**Problems to work on:**
- a) Reproduce the section of the blog post about the hospital stay that begins at the words "Just like a prison, I had no" and stops after the words "life for me.".
- b) Answer these questions using the blog post about the hospital stay:
(i) Which actor plays Andy Dufresne, according to the post?
(ii) What instrument does Red say he played as a younger man?
(iii) Besides simple mashed food, what did the writer have to drink for quite some time?

I remember saying to a good friend how I should have started a blog when I was in the hospital. She said she is glad I didn't. I was really struggling with coping at the time and it probably would not have been good to keep a written record to look back on of that time.
I think now I am going to occasionally write little stories and experiences from my lengthy hospital stay after my accident. That time period had a profound effect on who I am now and, similar to my birthday post, I don’t want to ever forget about “my roots”.
After only a few weeks in the hospital, I started becoming restless. I was losing it.
“This is Shawshank, man,” I would tell my friend. I was referring to The Shawshank Redemption, an amazing movie depicting prisoners in the 1940’s. What I meant by saying that was that I felt like I was in prison.
In the movie, Andy Dufrense, played by Tim Robbins, is wrongly accused of murdering his wife and then sent to a maximum security prison. I also felt like I didn't do anything to deserve my situation, yet I was doing time.
Just like a prison, I had no privacy because nurses or other hospital staff members were always entering the room.
Just like a prison, I couldn’t go anywhere because the colored tag on my wheels said I couldn’t go past a certain hallway—until I got the prison equivalent of “privileges for good behavior” and was then allowed to go outside the hospital into the courtyard. I couldn’t leave.
Just like a prison, I had to stick to a schedule and for quite some time, had to eat simple mashed food (and drink thickened water, but I’m guessing they didn’t have that in Shawshank).
There was no way out. I was stuck. The Shawhsank Redemption was real life for me.
Recently, I was told that I’m still stuck in Shawshank. A short dialogue from the movie:
Andy Dufresne: That's the beauty of music. They can't get that from you... Haven't you ever felt that way about music?
Red: I played a mean harmonica as a younger man. Lost interest in it though. Didn't make much sense in here.
Andy Dufresne: Here's where it makes the most sense. You need it so you don't forget.
Red: Forget?
Andy Dufresne: Forget that... there are places in this world that aren't made out of stone. That there's something inside... that they can't get to, that they can't touch. That's yours.
Red: What're you talking about?
Andy Dufresne: Hope.
Red: Let me tell you something my friend. Hope is a dangerous thing. Hope can drive a man insane.
Later, Andy says to Red, “Remember Red, hope is a good thing, maybe the best of things, and no good thing ever dies.”
Hope is stupid, I was also starting to think. It takes a lot of strength to keep hoping for things. It’s for the ignorant.
I had to be reminded that hope is a good thing. No good thing ever dies. Hope is what sustained Andy though his trials, and it is what got me through mine.
Once hope is lost, there is no middle ground. One may argue that one can simple accept things and move on, but if you can’t win something, you've lost it. You've been defeated. Hope doesn't mean being totally ignorant and believing things will be exactly normal and dreamlike. Hope means knowing that there is a capacity for things to change, to be better, and with this hope, one can use his/her abilities to work towards that.

Dataset entries
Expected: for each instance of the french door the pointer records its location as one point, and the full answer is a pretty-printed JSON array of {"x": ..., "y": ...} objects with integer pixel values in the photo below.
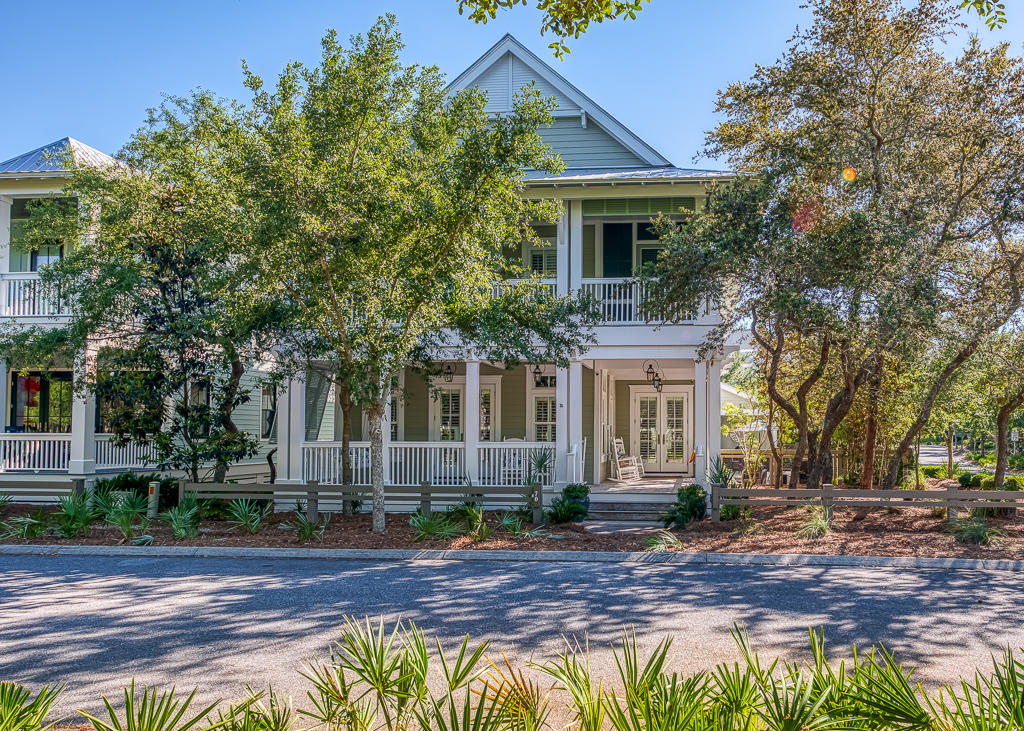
[{"x": 662, "y": 428}]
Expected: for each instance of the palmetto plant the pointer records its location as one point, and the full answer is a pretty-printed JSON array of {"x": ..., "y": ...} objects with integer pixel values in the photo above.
[
  {"x": 19, "y": 711},
  {"x": 247, "y": 514},
  {"x": 147, "y": 710}
]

**Your responses:**
- a)
Just like a prison, I had no privacy because nurses or other hospital staff members were always entering the room.
Just like a prison, I couldn’t go anywhere because the colored tag on my wheels said I couldn’t go past a certain hallway—until I got the prison equivalent of “privileges for good behavior” and was then allowed to go outside the hospital into the courtyard. I couldn’t leave.
Just like a prison, I had to stick to a schedule and for quite some time, had to eat simple mashed food (and drink thickened water, but I’m guessing they didn’t have that in Shawshank).
There was no way out. I was stuck. The Shawhsank Redemption was real life for me.

- b)
(i) Tim Robbins
(ii) The harmonica
(iii) Thickened water